▶ _Document text_:
————————

How Often Should You Wash Your Dog?

How Often Should You Wash Your Dog?

 

 

How often should you wash your dog? Bathing a dog can be a pretty exhausting process – no matter how well-behaved your pet tends to be. With that in mind, most of us would rather avoid popping the pooch in the tub too frequently.

Of course, we also know properly looking after our dogs means making sure they stay clean and happy. So, where’s the balance? How do you tell the difference between bathing your pup too frequently, or not enough?

Here’s everything you need to know about the best frequency for washing your dog.

How Often do Dogs Need a Bath?

The good news is unless you’re giving your dog a dip to cool them down, get rid of something smelly, or address a specific problem, you don’t need to bathe your pooch too often. Dogs have sensitive skin (far more sensitive than you’d think). Bathing them too often removes the natural oils from the skin responsible for preventing itching and dryness.

While you should definitely follow your vet’s advice for the most part, most dogs can get away with having a bath every month (or less). The longest you can generally leave a dog between baths is usually around 3 months. The only reasons to bathe a dog more frequently than once a month are:

  • They have a skin condition: Certain skin conditions will require regular medicated baths. Follow your vet’s advice when grooming your pup with sensitive skin, and remember to use an ultra-soft towel to avoid harming the skin with scrubbing.
  • They rolled in muck: If a trip to the great outdoors left your dog covered in dirt and grime, you may have to give them a bath ahead of schedule. Assess the situation carefully and determine whether a full bath is really necessary, or whether you can simply patch-clean a small amount of your dog’s fur.

————————

Image point grounding data:
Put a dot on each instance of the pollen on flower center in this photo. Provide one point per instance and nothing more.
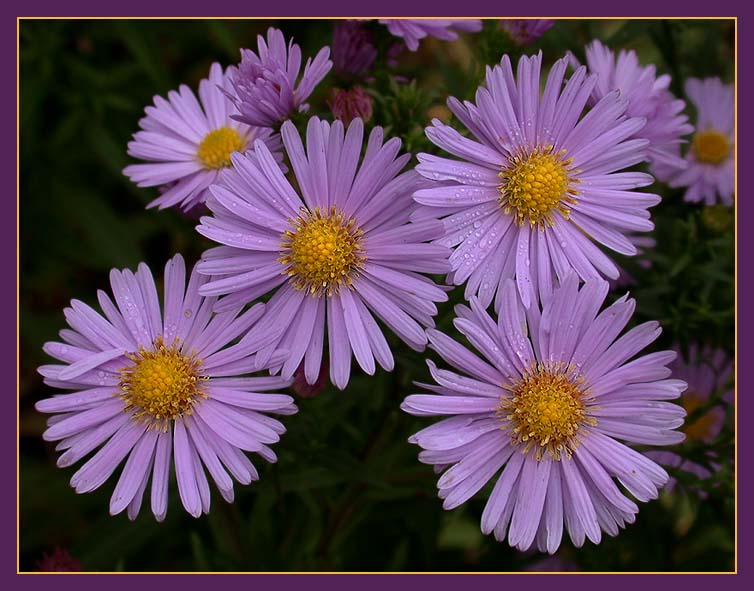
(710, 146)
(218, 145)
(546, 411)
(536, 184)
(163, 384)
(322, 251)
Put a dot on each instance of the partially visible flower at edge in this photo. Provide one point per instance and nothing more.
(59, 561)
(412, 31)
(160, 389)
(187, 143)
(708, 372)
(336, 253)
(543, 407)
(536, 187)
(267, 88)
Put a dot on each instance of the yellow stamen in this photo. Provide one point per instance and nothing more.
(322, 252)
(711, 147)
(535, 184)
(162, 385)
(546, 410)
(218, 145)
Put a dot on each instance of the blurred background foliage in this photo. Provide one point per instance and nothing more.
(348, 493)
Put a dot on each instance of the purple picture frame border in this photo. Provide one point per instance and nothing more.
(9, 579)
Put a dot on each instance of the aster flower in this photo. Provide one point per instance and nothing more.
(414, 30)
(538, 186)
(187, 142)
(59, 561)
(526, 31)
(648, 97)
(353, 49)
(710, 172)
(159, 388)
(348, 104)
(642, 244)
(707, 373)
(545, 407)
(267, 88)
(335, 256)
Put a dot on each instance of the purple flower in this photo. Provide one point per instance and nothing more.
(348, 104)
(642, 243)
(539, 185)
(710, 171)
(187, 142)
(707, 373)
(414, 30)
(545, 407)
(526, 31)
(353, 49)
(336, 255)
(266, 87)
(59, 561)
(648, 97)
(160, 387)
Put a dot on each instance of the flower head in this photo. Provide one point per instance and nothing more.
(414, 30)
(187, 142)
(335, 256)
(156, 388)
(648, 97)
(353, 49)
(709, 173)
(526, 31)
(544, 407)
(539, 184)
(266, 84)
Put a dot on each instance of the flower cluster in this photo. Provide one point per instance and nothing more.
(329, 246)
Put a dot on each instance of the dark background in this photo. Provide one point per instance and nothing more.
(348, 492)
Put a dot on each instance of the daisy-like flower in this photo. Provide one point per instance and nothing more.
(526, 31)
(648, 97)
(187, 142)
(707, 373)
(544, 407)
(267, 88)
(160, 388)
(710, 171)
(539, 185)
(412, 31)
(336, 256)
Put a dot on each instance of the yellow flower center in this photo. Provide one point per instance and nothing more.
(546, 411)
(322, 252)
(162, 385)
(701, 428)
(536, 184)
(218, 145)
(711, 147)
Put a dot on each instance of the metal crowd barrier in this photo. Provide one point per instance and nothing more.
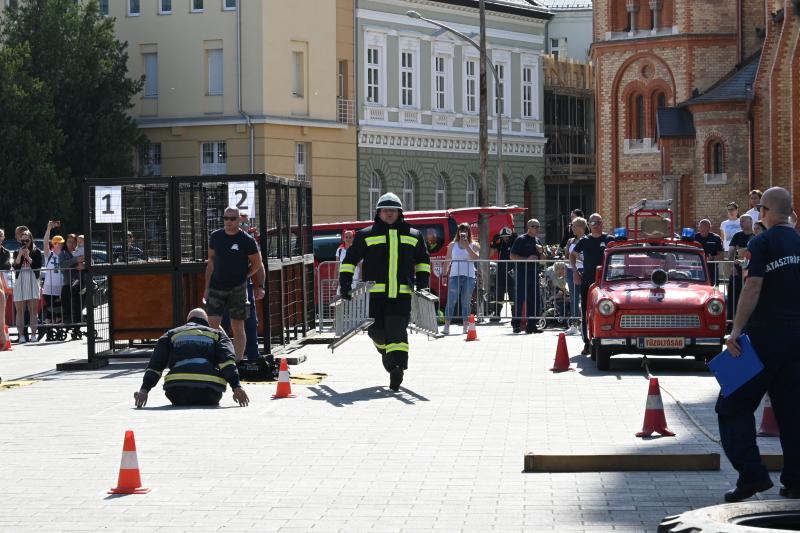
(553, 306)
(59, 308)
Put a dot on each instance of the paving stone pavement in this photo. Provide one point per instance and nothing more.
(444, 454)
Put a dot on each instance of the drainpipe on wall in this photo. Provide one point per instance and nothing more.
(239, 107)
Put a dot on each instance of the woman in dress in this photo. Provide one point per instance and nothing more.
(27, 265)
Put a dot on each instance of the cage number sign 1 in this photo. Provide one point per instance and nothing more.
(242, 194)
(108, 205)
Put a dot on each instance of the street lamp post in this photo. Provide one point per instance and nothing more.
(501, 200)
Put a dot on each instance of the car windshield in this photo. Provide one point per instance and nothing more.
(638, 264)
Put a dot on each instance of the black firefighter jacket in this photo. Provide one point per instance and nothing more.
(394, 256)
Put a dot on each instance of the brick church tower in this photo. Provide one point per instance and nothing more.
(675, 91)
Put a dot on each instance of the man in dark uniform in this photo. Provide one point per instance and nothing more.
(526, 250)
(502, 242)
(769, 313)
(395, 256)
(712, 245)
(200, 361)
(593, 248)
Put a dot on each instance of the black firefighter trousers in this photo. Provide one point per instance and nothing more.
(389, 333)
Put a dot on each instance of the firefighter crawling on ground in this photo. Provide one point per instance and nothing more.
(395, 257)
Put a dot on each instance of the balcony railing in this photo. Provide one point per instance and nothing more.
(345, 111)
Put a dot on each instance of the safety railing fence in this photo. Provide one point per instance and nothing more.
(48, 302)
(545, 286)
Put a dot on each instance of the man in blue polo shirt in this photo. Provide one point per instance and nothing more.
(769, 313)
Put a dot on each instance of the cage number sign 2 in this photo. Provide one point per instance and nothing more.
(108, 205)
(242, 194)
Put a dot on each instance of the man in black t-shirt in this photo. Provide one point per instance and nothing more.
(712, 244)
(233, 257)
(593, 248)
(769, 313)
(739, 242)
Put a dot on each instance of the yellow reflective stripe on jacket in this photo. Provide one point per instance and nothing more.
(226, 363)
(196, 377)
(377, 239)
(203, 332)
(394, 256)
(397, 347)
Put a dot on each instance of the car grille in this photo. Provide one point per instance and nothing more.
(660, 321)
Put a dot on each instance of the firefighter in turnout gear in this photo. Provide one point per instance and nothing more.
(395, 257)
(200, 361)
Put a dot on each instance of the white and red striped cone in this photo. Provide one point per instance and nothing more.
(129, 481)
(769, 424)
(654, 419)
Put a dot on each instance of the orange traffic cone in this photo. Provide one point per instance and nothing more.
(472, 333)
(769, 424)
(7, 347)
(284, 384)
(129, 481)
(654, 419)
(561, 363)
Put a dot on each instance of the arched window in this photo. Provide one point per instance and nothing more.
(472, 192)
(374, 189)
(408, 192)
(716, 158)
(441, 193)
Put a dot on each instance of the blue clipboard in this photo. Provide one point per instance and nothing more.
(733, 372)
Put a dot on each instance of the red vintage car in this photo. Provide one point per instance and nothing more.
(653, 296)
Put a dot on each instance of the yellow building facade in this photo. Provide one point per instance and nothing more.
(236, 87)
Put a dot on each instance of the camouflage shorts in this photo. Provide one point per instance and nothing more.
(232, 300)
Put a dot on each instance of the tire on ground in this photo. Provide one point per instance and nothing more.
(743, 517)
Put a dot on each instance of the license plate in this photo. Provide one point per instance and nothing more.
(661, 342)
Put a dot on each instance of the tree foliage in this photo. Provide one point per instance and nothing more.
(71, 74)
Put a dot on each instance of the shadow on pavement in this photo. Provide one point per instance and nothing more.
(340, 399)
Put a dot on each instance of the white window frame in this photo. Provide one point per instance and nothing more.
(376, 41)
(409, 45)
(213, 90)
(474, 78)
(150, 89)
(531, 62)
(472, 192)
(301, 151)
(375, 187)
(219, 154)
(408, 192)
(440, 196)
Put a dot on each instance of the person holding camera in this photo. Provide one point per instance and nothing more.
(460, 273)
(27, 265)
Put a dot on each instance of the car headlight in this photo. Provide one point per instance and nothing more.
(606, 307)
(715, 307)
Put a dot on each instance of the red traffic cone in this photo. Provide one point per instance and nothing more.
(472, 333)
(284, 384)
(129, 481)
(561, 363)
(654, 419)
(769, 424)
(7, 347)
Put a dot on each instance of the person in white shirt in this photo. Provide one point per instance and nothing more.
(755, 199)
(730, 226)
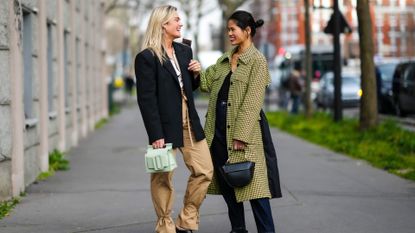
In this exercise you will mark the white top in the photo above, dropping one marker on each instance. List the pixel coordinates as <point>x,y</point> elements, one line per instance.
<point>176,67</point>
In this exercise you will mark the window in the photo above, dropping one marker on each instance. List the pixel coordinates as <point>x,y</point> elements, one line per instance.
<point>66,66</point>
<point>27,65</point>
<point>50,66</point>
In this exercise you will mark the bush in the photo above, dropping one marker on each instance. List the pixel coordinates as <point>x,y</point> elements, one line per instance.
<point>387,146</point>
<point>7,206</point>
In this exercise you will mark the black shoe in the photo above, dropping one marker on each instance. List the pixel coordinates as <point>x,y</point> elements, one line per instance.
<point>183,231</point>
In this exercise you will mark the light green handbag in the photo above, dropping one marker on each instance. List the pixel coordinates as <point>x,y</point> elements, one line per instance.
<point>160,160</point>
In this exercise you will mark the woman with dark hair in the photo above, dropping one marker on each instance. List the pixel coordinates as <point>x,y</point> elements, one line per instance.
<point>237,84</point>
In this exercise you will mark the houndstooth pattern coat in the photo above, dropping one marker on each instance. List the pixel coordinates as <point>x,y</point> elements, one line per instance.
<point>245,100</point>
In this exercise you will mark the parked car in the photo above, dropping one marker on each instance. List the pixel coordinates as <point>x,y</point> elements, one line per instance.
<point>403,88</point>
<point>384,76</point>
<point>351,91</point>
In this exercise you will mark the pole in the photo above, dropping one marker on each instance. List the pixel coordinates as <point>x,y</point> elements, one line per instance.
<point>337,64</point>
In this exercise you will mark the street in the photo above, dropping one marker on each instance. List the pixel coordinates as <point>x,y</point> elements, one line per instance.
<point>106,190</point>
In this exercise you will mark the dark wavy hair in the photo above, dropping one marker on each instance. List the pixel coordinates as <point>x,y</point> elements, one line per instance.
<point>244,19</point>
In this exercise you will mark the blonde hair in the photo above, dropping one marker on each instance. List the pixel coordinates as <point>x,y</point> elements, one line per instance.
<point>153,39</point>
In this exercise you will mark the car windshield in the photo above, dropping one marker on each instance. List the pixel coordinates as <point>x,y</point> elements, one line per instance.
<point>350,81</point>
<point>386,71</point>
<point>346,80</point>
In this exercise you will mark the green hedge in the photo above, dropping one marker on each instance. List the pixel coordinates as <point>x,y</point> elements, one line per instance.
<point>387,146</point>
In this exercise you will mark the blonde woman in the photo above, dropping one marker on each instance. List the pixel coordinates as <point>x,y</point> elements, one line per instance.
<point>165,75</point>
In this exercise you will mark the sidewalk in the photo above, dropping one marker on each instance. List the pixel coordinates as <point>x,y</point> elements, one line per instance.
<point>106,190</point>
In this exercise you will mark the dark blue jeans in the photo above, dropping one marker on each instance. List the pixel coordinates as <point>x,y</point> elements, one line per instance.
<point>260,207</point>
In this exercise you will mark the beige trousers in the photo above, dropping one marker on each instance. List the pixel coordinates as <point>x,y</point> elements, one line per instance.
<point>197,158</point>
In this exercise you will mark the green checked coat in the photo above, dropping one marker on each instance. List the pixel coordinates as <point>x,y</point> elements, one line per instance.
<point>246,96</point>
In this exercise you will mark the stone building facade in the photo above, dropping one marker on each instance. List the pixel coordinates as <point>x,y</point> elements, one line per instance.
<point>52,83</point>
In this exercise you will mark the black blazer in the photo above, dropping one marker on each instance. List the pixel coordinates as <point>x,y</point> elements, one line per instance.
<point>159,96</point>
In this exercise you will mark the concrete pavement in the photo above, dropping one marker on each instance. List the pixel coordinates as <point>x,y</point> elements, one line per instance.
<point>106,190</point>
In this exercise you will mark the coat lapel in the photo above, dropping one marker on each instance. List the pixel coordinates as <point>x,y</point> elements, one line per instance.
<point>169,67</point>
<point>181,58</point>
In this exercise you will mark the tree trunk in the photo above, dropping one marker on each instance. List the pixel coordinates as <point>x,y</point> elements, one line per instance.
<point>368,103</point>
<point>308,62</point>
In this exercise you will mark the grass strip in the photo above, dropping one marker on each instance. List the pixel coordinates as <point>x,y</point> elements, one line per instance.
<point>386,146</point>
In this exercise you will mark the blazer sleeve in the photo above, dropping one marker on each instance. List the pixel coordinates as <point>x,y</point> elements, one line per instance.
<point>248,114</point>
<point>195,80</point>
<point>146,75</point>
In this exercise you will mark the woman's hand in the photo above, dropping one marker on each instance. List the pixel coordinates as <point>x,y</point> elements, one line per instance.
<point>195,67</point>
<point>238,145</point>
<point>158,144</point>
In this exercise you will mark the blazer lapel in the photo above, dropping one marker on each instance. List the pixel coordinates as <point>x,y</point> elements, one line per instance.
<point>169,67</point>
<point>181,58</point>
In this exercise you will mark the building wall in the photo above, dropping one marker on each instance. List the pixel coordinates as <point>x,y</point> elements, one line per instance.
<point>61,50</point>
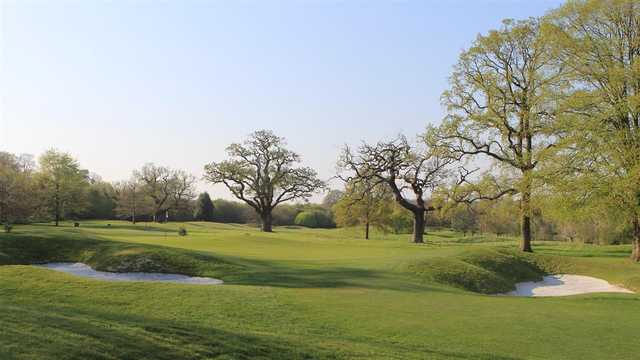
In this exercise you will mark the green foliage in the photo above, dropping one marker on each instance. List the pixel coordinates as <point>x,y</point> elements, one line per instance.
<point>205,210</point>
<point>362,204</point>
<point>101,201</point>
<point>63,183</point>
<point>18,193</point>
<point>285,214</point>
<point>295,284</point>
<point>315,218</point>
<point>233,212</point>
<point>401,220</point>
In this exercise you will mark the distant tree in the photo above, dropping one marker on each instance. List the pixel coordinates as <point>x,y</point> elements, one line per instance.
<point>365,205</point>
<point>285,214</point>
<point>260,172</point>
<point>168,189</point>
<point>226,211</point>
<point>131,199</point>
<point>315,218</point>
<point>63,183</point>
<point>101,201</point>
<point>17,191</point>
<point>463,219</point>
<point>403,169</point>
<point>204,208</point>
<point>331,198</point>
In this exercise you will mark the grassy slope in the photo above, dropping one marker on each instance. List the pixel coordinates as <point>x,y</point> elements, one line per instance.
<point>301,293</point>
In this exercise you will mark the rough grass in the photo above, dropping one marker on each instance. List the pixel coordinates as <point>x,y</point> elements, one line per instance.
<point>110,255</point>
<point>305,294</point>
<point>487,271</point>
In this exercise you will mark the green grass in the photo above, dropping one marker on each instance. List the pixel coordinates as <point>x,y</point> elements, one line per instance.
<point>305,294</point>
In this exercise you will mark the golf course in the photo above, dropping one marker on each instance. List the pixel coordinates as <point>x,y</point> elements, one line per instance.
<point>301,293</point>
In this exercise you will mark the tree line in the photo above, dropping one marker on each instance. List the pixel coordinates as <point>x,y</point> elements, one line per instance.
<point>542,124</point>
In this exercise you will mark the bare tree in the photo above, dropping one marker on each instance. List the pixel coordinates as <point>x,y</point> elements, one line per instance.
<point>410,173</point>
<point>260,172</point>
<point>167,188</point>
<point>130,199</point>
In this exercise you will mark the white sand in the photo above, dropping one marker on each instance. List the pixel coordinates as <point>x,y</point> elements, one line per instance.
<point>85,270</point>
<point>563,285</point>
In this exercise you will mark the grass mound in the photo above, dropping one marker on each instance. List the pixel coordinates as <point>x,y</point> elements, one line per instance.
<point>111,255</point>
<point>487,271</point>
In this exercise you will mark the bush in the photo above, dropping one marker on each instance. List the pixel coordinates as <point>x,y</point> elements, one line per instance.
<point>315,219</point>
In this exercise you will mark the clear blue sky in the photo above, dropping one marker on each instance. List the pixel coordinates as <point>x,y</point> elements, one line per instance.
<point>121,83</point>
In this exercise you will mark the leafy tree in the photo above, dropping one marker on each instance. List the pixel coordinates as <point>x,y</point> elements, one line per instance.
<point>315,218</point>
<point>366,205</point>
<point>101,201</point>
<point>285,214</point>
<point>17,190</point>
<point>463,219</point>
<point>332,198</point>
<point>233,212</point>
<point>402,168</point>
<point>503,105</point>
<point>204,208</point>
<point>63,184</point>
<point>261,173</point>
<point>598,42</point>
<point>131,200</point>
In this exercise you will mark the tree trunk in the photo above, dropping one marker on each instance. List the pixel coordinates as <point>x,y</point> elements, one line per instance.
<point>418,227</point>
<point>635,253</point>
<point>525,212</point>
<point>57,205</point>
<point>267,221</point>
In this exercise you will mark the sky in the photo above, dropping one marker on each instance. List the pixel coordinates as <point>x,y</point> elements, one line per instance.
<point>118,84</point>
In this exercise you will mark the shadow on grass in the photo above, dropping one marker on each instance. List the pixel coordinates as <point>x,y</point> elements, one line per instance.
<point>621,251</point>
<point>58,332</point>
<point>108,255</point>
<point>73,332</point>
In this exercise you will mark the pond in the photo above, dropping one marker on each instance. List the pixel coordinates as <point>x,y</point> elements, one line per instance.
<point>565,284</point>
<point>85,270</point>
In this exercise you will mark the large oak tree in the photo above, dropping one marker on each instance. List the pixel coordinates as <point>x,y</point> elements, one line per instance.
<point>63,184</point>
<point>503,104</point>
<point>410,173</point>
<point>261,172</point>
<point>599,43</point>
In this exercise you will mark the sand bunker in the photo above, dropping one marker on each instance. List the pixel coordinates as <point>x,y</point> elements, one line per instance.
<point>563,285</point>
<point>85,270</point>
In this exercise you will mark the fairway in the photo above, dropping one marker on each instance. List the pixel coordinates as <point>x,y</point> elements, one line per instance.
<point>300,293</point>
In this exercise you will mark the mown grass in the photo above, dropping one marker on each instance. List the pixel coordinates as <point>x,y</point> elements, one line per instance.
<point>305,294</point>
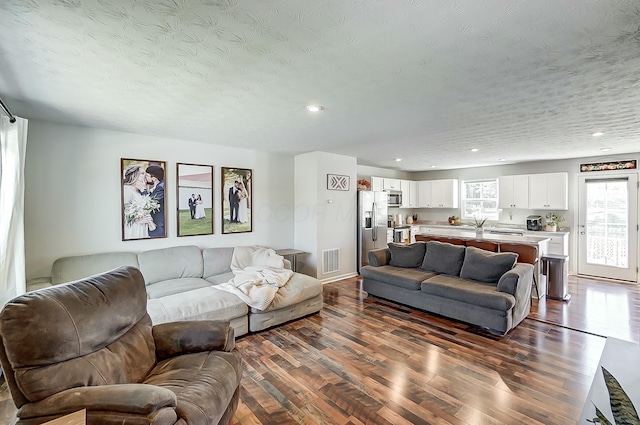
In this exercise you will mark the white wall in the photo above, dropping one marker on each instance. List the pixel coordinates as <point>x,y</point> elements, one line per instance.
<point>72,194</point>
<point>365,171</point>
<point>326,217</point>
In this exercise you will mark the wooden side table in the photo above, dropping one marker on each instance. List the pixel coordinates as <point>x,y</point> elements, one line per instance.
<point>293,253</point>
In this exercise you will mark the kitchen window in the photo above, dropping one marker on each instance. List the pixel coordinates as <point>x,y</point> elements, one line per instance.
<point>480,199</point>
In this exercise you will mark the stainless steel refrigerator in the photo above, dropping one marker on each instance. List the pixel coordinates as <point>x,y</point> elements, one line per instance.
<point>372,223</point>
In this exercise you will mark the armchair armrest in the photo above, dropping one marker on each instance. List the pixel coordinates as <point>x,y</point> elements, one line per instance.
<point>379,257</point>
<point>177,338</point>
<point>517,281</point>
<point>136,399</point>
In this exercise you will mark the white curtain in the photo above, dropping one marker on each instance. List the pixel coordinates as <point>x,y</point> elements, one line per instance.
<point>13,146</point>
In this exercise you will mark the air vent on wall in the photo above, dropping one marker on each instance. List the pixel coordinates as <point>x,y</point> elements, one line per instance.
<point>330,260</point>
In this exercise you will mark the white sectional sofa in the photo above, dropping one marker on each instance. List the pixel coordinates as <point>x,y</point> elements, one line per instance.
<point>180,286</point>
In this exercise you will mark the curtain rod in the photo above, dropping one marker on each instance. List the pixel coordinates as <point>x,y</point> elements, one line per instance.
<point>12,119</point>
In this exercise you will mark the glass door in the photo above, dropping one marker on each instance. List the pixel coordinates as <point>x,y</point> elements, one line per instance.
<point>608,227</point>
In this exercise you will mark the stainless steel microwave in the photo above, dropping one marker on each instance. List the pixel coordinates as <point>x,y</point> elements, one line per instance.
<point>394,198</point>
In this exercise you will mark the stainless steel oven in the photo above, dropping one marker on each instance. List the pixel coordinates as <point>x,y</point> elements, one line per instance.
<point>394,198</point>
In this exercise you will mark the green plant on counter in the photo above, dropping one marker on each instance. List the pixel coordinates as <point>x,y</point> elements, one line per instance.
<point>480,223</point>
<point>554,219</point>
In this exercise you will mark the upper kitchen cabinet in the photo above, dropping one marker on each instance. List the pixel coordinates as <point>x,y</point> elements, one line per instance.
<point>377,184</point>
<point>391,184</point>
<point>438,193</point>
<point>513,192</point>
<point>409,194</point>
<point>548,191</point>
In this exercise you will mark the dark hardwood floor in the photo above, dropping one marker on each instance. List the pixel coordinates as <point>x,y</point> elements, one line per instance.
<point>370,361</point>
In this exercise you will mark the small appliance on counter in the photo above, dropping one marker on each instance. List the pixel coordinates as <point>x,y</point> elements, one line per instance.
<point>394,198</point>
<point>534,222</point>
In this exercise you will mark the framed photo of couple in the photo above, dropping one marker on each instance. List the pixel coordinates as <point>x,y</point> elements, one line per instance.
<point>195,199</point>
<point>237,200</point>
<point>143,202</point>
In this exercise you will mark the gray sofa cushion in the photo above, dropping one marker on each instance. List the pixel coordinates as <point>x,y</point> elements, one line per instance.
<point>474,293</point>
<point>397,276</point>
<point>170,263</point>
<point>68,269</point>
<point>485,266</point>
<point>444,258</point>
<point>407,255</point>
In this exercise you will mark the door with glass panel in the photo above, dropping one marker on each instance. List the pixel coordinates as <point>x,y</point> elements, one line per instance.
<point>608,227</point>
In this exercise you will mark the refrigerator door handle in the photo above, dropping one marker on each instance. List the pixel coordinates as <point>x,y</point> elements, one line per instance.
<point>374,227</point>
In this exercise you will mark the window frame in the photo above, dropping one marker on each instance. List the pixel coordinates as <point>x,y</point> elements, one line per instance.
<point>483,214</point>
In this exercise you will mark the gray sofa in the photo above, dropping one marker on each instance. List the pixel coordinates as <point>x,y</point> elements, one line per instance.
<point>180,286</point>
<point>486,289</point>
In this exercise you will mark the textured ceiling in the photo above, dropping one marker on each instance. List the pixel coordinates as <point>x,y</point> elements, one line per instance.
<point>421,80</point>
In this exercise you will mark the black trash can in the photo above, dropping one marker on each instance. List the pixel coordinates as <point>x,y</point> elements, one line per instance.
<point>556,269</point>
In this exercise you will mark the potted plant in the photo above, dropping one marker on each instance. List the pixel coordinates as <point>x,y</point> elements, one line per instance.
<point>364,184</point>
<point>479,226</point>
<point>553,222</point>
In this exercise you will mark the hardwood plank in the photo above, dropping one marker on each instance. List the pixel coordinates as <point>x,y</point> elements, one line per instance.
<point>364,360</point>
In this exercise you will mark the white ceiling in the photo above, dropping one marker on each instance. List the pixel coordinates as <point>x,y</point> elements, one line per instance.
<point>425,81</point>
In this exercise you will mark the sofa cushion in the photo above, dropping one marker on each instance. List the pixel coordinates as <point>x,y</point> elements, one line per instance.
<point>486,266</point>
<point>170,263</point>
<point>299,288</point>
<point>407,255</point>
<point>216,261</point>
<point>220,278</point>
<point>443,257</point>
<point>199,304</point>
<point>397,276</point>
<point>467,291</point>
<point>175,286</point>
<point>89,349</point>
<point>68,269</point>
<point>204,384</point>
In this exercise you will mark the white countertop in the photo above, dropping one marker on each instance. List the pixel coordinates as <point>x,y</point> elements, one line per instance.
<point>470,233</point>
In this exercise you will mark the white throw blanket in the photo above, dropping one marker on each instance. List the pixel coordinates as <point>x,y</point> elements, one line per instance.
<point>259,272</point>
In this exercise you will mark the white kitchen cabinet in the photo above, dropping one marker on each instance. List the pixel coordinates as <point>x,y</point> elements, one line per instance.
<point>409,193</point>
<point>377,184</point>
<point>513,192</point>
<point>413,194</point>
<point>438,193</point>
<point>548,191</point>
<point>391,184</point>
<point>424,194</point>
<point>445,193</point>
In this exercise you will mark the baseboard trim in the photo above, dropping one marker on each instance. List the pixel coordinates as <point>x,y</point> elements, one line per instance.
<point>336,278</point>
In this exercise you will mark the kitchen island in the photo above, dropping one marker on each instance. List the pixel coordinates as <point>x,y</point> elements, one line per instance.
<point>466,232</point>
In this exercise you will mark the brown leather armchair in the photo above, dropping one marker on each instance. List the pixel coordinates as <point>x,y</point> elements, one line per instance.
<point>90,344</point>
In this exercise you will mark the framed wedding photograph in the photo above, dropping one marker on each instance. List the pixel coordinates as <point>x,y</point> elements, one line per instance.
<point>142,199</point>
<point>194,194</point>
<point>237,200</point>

————————

▶ _Required tasks_:
A. Answer these questions from the dog-bathing article:
(i) What is generally the longest a dog can go between baths?
(ii) What does bathing a dog too often remove from its skin?
(iii) What kind of towel does the article recommend for a dog with sensitive skin?
B. Please reproduce everything in the dog-bathing article from "Of course, we" down to "itching and dryness.".
C. Write the next part of the dog-bathing article, picking up after its final sentence.
The data above was drawn from a separate source.

▶ _Per-task answers_:
A.
(i) Around 3 months.
(ii) The natural oils that prevent itching and dryness.
(iii) An ultra-soft towel.

B.
Of course, we also know properly looking after our dogs means making sure they stay clean and happy. So, where’s the balance? How do you tell the difference between bathing your pup too frequently, or not enough?

Here’s everything you need to know about the best frequency for washing your dog.

How Often do Dogs Need a Bath?

The good news is unless you’re giving your dog a dip to cool them down, get rid of something smelly, or address a specific problem, you don’t need to bathe your pooch too often. Dogs have sensitive skin (far more sensitive than you’d think). Bathing them too often removes the natural oils from the skin responsible for preventing itching and dryness.

C.
  • They’re extra warm: If your dog is too warm during summer you can give them a sort of “bath” by allowing them to run around or lay down in a paddling pool. This isn’t the same as using shampoo or conditioner on your dog’s fur, so it won’t have the same impact as a typical bath.
  • They aren’t very well: If your dog is poorly, they may have bathroom problems, or vomit, which means they end up covered in mess. In this case, more regular bathing may be necessary. Just be careful not to stress your dog with the process.

Planning your Dog’s Bathing Schedule

Keep in mind, different breeds can sometimes require different care. If your dog has a unique coat, it may require more regular baths. For instance, longer coats can become tangled and messy a lot faster than shorter coats. Maintaining your dog’s fur with regular grooming can help to reduce the need for frequent cleaning in some cases.

There are even some breeds, like the Peruvian hairless dog, require extra bathing compared to most common breeds, because their skin can produce excess oils. Additionally, dogs with corded coats, like Komondors, require less bathing because the cords effectively repel water.

Planning your dog’s bathing schedule means considering their unique coat and skin carefully. Ask your vet if you’re not sure about the best options for your breed. If you have a standard dog, you should be able to plan for a bath every month or so. If your dog seems to not need this bath as frequently, you can go down to a bath every two months.

Choosing the Right Kind of Bath

One point to keep in mind is if your dog needs a wash in between baths in your general schedule, this doesn’t necessarily mean they need a full bath. A good dog bathing session should include everything from a full shampoo and conditioning session, to washing your dog’s face (carefully) and his paws.

Once you’ve finished washing your pup, you should wrap him up in a towel, and brush through his fur to make sure there are no tangles.

If your dog doesn’t need a full bath, you can protect the oils on their skin by giving them a “spot cleaning” session instead. This involves simply cleaning the part of your dog’s fur that’s messy. You can use a towel or a flannel to help with this process. Another option is to try and brush any dirt out of your dog’s fur or use a water-less shampoo to get rid of unwanted mess.

Whenever you think, you might need to change your bathing schedule, ask yourself whether a full bath is really necessary. The more you can avoid giving your pup a comprehensive bathing session, the more you can protect their skin comfort.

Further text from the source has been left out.